*Anfrage 1*. Gib bitte den Abschnitt des Interviews zur Schulverpflegung, beginnend bei „Steffen: Das ist“ und endend bei „sein Essen anzubieten.“, erneut wieder und tausche dabei „Mustervertrag“ gegen „Standardvertrag“ aus.
*Anfrage 2*.
Beantworte anhand des Interviews zur Schulverpflegung diese Fragen:
(a) Wie viele Cateringunternehmen sind aktuell im Einsatz?
(b) Mit wem schließen die Caterer ihre Verträge direkt ab?
(c) Welche drei Mängel nennt Steffen als Beispiele dafür, dass auch der beste Caterer keine Qualität liefern kann?

*Textauszug*.
§ §
Online-Redaktion: Wie zufrieden ist Hamburg mit der Schulverpflegung?

Gut gestaltete Schulverpflegung: zentrales Element guten Ganztags
Gut gestaltete Schulverpflegung: zentrales Element guten Ganztags © Fernando Soares Elb-Fotografie

Steffen: Das ist sehr unterschiedlich und hängt von den Rahmenbedingungen und Bedürfnissen ab. Vor zehn Jahren gab es gefühlt mehr Kritik am schulischen Essen als heute. Hamburg ermöglicht als einziges Bundesland eine freihändige Vergabe durch die einzelne Schule in Form einer Dienstleistungskonzession: Die Caterer machen die Verträge direkt mit den Eltern, nicht mit den Schulen. Die Schulleitung schließt dann einen sogenannten Mustervertrag mit dem Caterer und überlässt ihm damit die Möglichkeit, in der Schule sein Essen anzubieten.

Aktuell sind etwa 60 Cateringunternehmen im Einsatz, wodurch auf die speziellen Bedürfnisse einzelner Schulen besser reagiert werden kann, als wenn ein Caterer 200 Schulen beliefern würde. Die persönliche Bindung zwischen Schulleitungen, Caterern und Gästen ist enger, und das ermöglicht mehr Qualität. Das ist einer der Punkte, warum Hamburg so erfolgreich in der Schulverpflegung ist.

Online-Redaktion: Worauf ist zu achten, wenn man Qualität beim Schulessen haben will?  

Steffen: Die Qualität des schulischen Ganztags steht und fällt mit dem guten Miteinander von Schulbeschäftigten unterschiedlicher Professionen. Es läuft nicht, wenn jede Lehrkraft sich nur auf ihr Fach konzentriert, man muss innerhalb eines Teams funktionieren. Beim Ganztag kommen noch die Beschäftigten der Jugendhilfe dazu. Wichtig sind gemeinsames Planen, Konzepte, ein Ganztagsausschuss, Partizipation, Feedback und Vertrauen. Ohne die Kooperationsidee funktioniert Schule nicht und Ganztag schon mal gar nicht.

Wenn es um die Schulverpflegung geht, kommt nun nochmal jemand aus einer ganz anderen Profession dazu, nämlich der Caterer. Nur wenn es gelingt, das alles zusammenzubringen, hat man Qualität. Sonst nicht. Ein Caterer kann noch so gut sein, wenn er auf Strukturen trifft, die nicht optimal für ihn sind. Hat er beispielsweise zu wenig Zeit, zu wenig Raum, zu wenig pädagogische Begleitung, kann auch der beste Caterer keine Qualität liefern.

Online-Redaktion: Also sagt die Schulverpflegung auch etwas über die Schule aus?

Steffen: Genauso ist es. Die Schulverpflegung ist ein Indikator. Es gibt eigentlich keine gute Schule mit schlechter Schulverpflegung, und es gibt keine gute Schulverpflegung ohne eine gute Schule drumherum. Gute Qualität bekommt man nur in der gemeinsamen Konzeption hin.
§ §
*Angezeigte Daten*.
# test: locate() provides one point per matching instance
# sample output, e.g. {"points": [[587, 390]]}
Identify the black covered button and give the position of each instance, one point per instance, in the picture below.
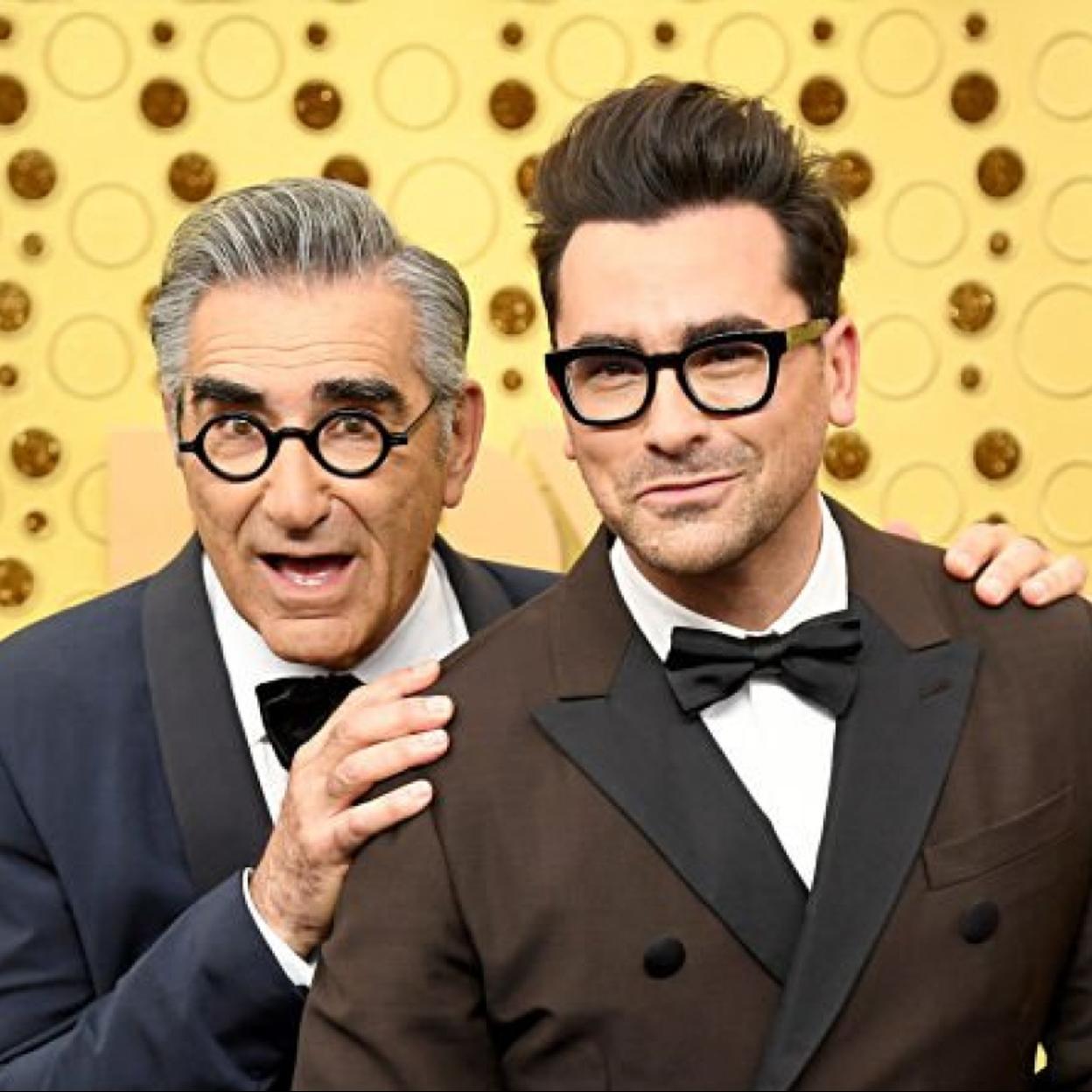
{"points": [[664, 956], [980, 921]]}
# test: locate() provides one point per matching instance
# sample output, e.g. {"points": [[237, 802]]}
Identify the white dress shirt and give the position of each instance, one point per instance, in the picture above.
{"points": [[431, 628], [780, 745]]}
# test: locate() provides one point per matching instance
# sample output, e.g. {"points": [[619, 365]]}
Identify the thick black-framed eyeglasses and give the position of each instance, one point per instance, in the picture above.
§ §
*Ergebnis 1*.
Steffen: Das ist sehr unterschiedlich und hängt von den Rahmenbedingungen und Bedürfnissen ab. Vor zehn Jahren gab es gefühlt mehr Kritik am schulischen Essen als heute. Hamburg ermöglicht als einziges Bundesland eine freihändige Vergabe durch die einzelne Schule in Form einer Dienstleistungskonzession: Die Caterer machen die Verträge direkt mit den Eltern, nicht mit den Schulen. Die Schulleitung schließt dann einen sogenannten Standardvertrag mit dem Caterer und überlässt ihm damit die Möglichkeit, in der Schule sein Essen anzubieten.

*Ergebnis 2*.
(a) Etwa 60.
(b) Mit den Eltern.
(c) Zu wenig Zeit, zu wenig Raum und zu wenig pädagogische Begleitung.